ASSIGNED TASK: From the listing below, pull out all lines with "yellow" in them.

GIVEN DATA:

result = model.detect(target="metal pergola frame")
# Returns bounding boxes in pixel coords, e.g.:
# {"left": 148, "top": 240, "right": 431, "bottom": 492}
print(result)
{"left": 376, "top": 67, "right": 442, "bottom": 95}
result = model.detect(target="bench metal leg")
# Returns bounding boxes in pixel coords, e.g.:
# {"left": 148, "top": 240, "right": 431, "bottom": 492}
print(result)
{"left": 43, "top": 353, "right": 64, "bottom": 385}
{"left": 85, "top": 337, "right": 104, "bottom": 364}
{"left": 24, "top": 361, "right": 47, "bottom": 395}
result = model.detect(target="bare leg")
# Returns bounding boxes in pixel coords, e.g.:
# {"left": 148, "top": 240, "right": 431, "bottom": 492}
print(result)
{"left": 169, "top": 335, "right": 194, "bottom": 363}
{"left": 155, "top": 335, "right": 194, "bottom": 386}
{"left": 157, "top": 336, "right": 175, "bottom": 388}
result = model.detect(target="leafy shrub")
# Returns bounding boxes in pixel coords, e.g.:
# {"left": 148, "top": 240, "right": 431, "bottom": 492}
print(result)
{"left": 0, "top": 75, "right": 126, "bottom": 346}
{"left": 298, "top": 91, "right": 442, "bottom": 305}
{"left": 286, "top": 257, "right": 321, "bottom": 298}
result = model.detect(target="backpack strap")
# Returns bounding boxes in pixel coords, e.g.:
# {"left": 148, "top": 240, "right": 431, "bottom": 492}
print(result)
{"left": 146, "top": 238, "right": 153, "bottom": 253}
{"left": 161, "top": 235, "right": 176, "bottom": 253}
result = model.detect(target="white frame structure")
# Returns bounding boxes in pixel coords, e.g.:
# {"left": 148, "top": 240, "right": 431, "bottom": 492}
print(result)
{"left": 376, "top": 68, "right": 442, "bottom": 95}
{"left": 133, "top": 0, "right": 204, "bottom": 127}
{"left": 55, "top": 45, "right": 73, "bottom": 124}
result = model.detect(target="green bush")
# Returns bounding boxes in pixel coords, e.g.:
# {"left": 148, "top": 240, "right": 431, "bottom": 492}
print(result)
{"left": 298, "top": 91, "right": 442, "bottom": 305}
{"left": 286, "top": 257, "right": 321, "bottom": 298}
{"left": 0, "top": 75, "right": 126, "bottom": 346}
...
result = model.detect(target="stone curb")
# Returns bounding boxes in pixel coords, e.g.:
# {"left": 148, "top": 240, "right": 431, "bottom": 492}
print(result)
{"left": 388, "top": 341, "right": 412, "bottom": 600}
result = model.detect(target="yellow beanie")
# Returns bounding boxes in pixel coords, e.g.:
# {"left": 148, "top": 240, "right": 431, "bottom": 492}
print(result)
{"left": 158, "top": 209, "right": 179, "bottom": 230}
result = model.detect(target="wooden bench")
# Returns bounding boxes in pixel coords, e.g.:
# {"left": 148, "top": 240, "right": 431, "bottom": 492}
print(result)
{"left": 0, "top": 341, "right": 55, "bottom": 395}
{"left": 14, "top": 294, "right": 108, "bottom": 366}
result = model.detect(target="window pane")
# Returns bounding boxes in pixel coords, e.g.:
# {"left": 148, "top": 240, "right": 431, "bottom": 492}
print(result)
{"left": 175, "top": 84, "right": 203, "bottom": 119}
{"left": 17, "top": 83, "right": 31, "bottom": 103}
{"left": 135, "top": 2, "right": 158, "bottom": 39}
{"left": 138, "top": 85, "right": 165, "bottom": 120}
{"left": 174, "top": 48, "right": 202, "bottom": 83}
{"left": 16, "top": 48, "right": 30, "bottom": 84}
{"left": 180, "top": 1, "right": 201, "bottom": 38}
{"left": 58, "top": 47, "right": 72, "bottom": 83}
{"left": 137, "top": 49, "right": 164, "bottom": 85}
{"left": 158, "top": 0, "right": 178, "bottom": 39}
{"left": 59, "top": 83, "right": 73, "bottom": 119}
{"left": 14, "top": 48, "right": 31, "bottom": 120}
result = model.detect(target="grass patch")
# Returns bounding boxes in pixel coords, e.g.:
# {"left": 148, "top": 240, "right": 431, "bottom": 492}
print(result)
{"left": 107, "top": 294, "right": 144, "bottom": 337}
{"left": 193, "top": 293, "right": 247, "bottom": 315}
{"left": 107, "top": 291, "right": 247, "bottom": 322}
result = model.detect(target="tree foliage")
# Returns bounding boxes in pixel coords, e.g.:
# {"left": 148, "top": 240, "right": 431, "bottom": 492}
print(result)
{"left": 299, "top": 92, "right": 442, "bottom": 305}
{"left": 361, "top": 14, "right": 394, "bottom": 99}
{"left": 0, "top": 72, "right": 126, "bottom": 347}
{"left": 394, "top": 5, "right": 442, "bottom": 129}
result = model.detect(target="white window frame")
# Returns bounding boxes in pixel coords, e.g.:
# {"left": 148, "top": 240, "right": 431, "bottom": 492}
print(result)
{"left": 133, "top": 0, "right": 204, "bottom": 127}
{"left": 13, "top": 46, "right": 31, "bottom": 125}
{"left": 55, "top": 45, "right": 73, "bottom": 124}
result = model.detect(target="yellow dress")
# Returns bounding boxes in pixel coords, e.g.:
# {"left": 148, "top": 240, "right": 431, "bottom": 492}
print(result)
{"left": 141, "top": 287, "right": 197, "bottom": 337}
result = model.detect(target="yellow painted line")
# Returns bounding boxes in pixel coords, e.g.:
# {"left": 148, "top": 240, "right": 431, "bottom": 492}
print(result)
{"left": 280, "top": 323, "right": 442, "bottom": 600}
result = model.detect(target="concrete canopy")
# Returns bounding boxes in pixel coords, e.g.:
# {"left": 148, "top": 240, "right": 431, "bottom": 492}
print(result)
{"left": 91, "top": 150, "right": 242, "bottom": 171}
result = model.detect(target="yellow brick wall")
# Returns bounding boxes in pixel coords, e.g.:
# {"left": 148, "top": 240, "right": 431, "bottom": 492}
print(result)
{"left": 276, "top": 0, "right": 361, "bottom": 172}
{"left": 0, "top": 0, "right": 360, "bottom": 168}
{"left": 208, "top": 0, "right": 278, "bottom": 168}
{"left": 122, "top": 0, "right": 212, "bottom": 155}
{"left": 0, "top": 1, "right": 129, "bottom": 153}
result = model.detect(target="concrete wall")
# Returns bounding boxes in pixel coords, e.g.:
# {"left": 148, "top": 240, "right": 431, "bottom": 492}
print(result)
==
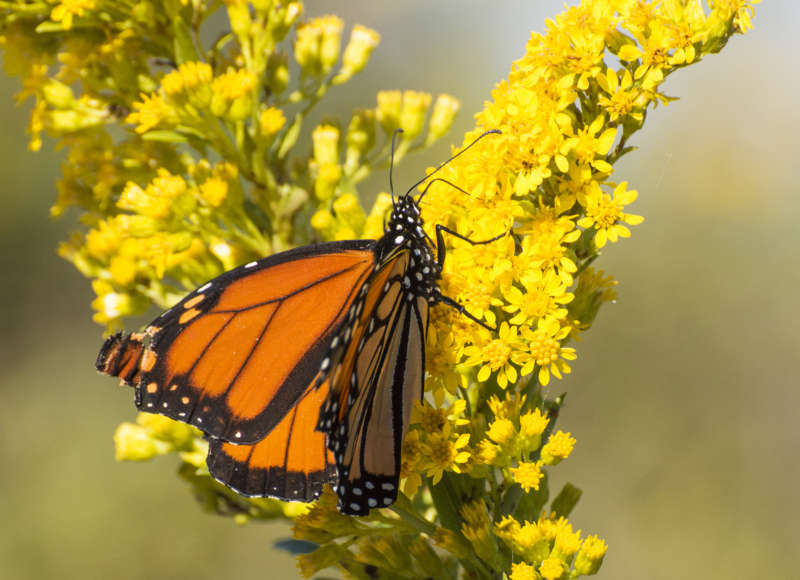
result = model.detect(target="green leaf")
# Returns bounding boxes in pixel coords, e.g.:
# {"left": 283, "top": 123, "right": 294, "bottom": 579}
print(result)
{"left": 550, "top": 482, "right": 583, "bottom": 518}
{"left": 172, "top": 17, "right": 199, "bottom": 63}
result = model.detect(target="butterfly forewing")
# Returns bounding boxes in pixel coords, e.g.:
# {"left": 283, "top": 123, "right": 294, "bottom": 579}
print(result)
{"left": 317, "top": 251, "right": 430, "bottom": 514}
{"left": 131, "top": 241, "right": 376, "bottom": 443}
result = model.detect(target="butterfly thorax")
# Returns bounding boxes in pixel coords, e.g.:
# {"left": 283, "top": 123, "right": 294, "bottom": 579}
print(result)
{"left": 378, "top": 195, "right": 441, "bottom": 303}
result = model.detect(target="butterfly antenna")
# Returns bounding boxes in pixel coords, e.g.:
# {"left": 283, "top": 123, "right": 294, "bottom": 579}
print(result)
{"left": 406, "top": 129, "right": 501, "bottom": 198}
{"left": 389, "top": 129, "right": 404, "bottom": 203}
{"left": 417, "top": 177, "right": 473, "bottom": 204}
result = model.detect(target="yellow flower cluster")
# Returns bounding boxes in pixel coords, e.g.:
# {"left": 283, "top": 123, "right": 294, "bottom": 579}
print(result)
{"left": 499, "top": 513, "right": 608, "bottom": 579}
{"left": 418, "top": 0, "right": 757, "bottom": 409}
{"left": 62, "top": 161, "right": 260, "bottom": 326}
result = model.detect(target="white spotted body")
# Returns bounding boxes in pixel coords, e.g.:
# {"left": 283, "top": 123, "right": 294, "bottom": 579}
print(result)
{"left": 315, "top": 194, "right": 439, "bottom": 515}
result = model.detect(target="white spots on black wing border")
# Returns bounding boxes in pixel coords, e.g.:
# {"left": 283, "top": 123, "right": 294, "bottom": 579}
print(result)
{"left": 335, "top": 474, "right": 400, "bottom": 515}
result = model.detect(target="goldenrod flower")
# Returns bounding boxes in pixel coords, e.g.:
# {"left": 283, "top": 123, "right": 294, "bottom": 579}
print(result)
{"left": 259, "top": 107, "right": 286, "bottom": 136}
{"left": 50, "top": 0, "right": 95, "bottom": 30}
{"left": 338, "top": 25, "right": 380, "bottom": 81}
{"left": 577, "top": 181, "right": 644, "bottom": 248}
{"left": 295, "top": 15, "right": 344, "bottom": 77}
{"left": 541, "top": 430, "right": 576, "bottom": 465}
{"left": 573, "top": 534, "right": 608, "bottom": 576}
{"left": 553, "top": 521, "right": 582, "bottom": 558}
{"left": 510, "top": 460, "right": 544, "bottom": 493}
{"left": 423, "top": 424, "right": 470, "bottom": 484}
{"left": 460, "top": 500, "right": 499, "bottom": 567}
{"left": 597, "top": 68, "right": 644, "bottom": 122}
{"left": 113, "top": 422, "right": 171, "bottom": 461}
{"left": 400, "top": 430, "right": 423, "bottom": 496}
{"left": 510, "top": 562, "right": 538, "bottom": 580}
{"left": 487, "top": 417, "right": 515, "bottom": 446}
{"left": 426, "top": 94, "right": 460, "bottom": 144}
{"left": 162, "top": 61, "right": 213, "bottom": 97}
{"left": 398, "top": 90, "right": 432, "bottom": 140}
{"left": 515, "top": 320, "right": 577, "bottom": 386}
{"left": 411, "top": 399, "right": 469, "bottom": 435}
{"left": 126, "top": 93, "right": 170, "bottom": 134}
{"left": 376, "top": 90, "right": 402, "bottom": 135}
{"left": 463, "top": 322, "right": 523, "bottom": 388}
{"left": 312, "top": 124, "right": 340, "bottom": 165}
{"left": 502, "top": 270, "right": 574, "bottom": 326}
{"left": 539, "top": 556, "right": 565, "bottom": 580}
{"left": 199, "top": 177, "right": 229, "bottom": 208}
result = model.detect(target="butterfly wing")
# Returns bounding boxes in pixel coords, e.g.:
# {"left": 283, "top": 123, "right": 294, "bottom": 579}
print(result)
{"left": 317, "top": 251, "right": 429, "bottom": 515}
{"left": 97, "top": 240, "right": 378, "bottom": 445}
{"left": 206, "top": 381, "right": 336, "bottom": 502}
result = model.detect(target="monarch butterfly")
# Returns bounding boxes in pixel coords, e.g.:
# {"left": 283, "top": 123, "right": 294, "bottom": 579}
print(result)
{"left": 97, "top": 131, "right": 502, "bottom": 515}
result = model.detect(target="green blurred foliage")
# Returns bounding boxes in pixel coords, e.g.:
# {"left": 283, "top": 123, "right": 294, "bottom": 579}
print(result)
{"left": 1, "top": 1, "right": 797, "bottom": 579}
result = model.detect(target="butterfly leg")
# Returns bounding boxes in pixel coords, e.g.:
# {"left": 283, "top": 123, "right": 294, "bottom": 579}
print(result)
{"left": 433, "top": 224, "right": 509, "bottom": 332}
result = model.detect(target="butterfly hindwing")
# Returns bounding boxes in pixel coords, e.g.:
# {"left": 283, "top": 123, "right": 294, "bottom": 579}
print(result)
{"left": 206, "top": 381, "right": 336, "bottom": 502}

OUTPUT BELOW:
result = model.detect(target="yellow beanie")
result = model.detect(target="yellow dress")
result = model.detect(target="yellow painted line")
result = model.detect(target="yellow brick wall")
result = model.detect(target="yellow flower cluster")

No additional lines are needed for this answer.